§ **Document extract**
────────
Monday, January 22, 2007

Act Local

From the reactions to my last post, as well as comments elsewhere in the blogshpere, there seems to be an ideas that some party, alone at the Federal Level, can miraculously pass its policies and platforms and make us meet our Kyoto targets. Or reduce, even stop Global Warming.

Nothing can be further from the truth. There is no magic bullet. The only way to both protect the environment and to maintain a vibrant economy is to act at multiple levels of government and to take matters into our own hands.

First we must understand the problem and then act. First we Act Local.

According to the government's own numbers,19% of GHG come from road tranasportation - cars, trucks, mini-vans. Part of that comes from a shift to SUV and min-vans, but a greater part has been the shift to poor urban planning, as documented by Jane Jacobs in both "The Death and Life of Great American Cities" and "The Dark Age Ahead" - we have become car-centric rather than community centric. This can be seen as Jacob's mantra and her greatest legacy.

Let me give you and example.

I live in Barrhaven, a suburb in the southwest corner of Ottawa. Ottawa in general and Barrhaven in particular, have experienced incredible - some would say insane - growth since 2000. Our community has at least doubled in size since then and is the fastest growing part of Ottawa. New housing developments are springing up regularly and quickly, as are new shopping centres and malls.

The problem is, however, not the pace or size of the growth, but how it is being done. Almost every single home is built with 2 car garages, on long winding streets with no sidewalks (read Jacob's entire chapter on the importance of sidewalks to see why this distinction is important. You are not meant to walk here. To do anything you must drive. To go grocery shopping, even when you can see the grocery store, you must drive. To get to the bus, many people must drive to the park-and-ride. To get the kids to school, may people must either drive their children or arrange busing, once reserved for farm kids. Stores and houses are separated by large ring roads and highways, with the stores rimming large, open parking lots. this means to even get from one store in the mall to another, one must drive. Much of the items sold in these malls are not locally produced, but trucked in from places like Montreal, Toronto and Vacnouver (where they were offloaded from ships or planes...)
────────
§ **Material**
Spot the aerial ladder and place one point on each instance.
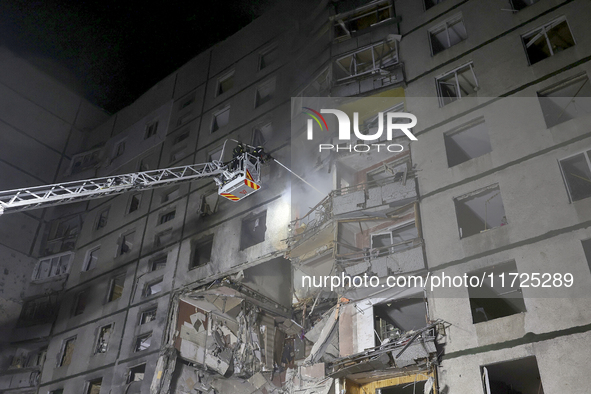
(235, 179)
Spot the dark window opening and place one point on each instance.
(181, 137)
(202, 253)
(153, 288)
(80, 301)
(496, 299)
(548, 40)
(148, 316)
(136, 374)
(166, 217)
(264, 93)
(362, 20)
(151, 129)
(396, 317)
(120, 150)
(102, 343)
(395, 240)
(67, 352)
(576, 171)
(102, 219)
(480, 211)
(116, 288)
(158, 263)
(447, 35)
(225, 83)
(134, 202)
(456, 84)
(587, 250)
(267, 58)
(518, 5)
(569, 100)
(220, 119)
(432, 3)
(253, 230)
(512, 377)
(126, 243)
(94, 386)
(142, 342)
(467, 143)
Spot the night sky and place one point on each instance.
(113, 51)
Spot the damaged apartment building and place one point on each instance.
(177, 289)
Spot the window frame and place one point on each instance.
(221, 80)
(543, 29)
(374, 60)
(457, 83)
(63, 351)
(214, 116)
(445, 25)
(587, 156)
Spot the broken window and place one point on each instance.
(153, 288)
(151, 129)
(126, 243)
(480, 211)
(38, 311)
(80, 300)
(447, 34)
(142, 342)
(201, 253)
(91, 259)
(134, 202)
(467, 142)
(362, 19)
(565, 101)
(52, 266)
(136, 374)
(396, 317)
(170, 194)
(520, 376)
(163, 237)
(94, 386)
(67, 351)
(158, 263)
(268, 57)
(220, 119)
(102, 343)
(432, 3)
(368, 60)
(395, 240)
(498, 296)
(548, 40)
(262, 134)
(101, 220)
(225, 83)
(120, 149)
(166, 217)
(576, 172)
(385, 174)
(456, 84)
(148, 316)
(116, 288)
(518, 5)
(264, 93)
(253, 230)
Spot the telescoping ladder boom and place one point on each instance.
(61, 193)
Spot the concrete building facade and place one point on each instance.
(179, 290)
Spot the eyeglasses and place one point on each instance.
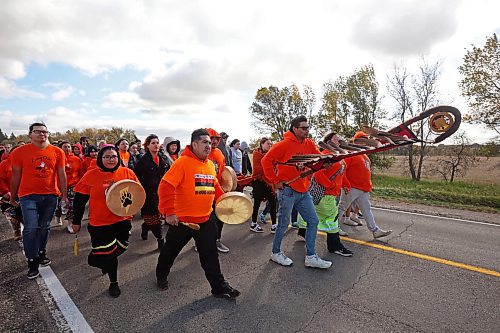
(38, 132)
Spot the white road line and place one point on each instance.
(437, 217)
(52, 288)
────────
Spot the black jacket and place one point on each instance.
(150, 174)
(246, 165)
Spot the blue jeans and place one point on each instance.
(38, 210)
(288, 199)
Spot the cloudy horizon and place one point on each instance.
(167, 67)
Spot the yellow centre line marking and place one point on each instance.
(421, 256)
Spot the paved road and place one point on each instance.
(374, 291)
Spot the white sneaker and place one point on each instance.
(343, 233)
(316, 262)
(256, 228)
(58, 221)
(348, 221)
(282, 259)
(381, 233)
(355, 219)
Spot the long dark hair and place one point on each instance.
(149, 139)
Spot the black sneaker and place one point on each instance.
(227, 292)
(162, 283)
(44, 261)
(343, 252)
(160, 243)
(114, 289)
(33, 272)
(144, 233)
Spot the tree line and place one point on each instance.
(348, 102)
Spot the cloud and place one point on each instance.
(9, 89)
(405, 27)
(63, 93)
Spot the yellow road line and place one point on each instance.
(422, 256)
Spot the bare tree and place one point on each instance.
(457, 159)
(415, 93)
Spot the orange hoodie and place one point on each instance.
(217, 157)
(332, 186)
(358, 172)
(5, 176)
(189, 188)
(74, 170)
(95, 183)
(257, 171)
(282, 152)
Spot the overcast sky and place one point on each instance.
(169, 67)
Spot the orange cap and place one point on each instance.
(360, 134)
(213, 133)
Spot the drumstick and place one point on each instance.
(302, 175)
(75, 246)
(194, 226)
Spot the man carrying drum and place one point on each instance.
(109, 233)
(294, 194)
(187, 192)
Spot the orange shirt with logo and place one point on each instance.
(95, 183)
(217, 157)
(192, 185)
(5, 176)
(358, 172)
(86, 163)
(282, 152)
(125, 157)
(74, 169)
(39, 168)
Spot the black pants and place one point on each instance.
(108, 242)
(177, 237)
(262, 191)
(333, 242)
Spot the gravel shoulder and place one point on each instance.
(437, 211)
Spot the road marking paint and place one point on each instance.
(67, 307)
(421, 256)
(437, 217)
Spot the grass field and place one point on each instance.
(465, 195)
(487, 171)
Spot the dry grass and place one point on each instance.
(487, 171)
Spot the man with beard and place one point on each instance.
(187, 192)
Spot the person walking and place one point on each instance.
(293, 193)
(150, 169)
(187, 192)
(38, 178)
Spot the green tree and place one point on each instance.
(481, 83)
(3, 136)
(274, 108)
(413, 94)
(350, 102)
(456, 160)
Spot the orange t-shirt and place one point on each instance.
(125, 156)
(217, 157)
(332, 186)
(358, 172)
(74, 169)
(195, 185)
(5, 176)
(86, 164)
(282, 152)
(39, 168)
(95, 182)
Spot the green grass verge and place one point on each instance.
────────
§ **Directions**
**a.** Convert the records, starting at the line that contains "Spot the orange shirt" and ending at the line that contains "Spot the green grass", into a numbered list with any blank lines omitted.
**b.** Carry on the blog post about acting locally against global warming from its final sentence.

§ **Written answers**
**a.**
1. Spot the orange shirt with logo and place one point on each instance.
2. (95, 183)
3. (217, 157)
4. (192, 185)
5. (5, 176)
6. (358, 172)
7. (86, 163)
8. (282, 152)
9. (125, 157)
10. (74, 169)
11. (39, 168)
12. Spot the black pants and place one point on each instance.
13. (108, 242)
14. (177, 237)
15. (262, 191)
16. (333, 242)
17. Spot the gravel shoulder and place one point on each instance.
18. (437, 211)
19. Spot the road marking paint and place one point on each instance.
20. (67, 307)
21. (421, 256)
22. (437, 217)
23. Spot the grass field and place one point on each instance.
24. (465, 195)
25. (487, 171)
26. Spot the dry grass and place one point on each instance.
27. (487, 171)
28. Spot the man with beard and place one point on each instance.
29. (187, 192)
30. Spot the person walking and place one point on each instance.
31. (293, 193)
32. (150, 169)
33. (187, 192)
34. (38, 178)
35. Spot the green tree and place one point on each instance.
36. (481, 83)
37. (3, 136)
38. (274, 108)
39. (413, 94)
40. (350, 102)
41. (456, 160)
42. Spot the orange t-shirt and place one point on each instance.
43. (125, 156)
44. (217, 157)
45. (332, 186)
46. (358, 172)
47. (74, 169)
48. (195, 185)
49. (5, 176)
50. (86, 164)
51. (282, 152)
52. (39, 168)
53. (95, 182)
54. Spot the green grass verge and place one point on each instance.

**b.**
Contrast this (for urban planning purposes) to the Glebe. The Glebe is a neighbourhood much like the Annex in Toronto (where Jacob's herself lived until her death). Every home has a decent yard and almost all services, including most shopping, is within walking distance. The stores are small and locally owned and the neighbourhood thrives.

The difference is in the zoning. The Glebe and areas like it are zoned for mixed usage, while the new suburbs are zoned single use - either business or residential. Why? Because it suits the needs of Big Box stores and outlets and of the the home developers, not the needs of the people who live there. They can make bigger profits from store rentals and densely packed homes sold, without having to worry about the infrastructure - we pay for sewers, streets and what passes as public transportation to these places with our taxes.

This has been the blight of most urban centers for over 40 years. Lets fix it.

Act:

1. Vote for city councilors that support the idea of mixed zoning, to allow neighbourhoods to grow based on the ability to walk rather than drive. Or contact your current councilors (if no election is looming) and ask them to introduce this into your community. Smaller, neighbourhood businesses are almost always locally owned and operated and rely on locally produced items as much as possible (or can be encouraged to develop local supply replacement, another of Jacob's favorite remedies). We reduce our dependence on cars to drive to a store (or any other activity), our dependence on trucks to bring in commodities from great distances and keep the local economy strong.

2. Buy local as much as possible. Not really possible for things like bananas or coffee, but there are a lot of things - furniture, foods, services - that you can keep locally. Again, reduce the need for trucking or flying these things across country.

3. Support and fight for real mass transit solutions. Not new roads, but real public transport alternatives.

4. If your city council won't do these things (because they are beholden or friendly with the developers), do them yourself - create local, cooperative car-pooling or busing, open up local stores illegally if you have to.

These are but a few small steps that, when everyone does them, can have an impact.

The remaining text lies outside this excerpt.